Transcribe the records that follow exactly. Skip the pictures.

SOURCE INFORMATION =
◆ ◆ ◆

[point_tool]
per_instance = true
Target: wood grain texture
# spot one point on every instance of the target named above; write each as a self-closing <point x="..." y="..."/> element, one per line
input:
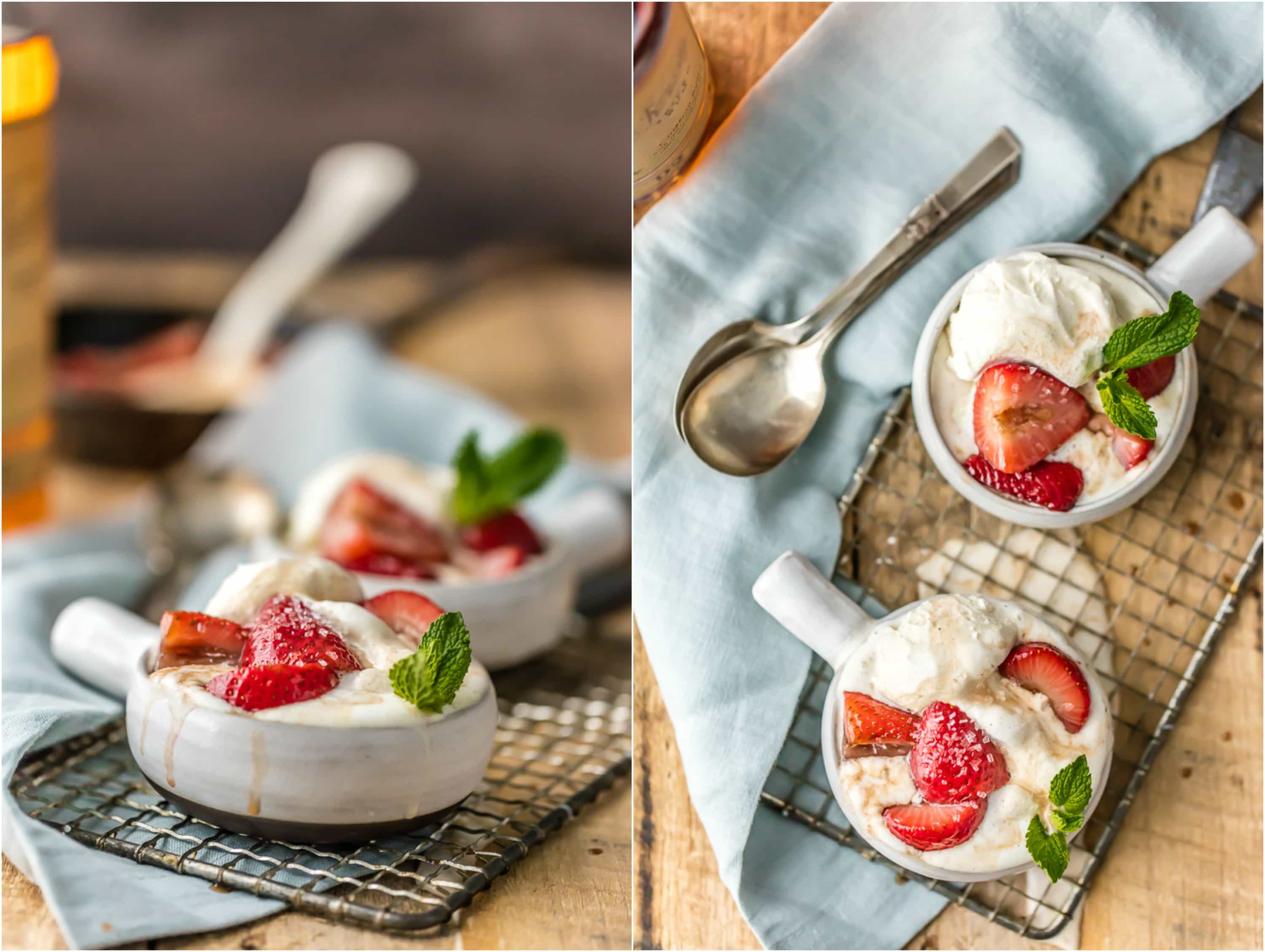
<point x="551" y="342"/>
<point x="1178" y="875"/>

◆ ◆ ◆

TASK ANSWER =
[point_tool]
per_instance = true
Target: wood grain texture
# spot one point on every instance of the target named above; write each as a self-closing <point x="..." y="..."/> element, one per line
input:
<point x="551" y="342"/>
<point x="1178" y="875"/>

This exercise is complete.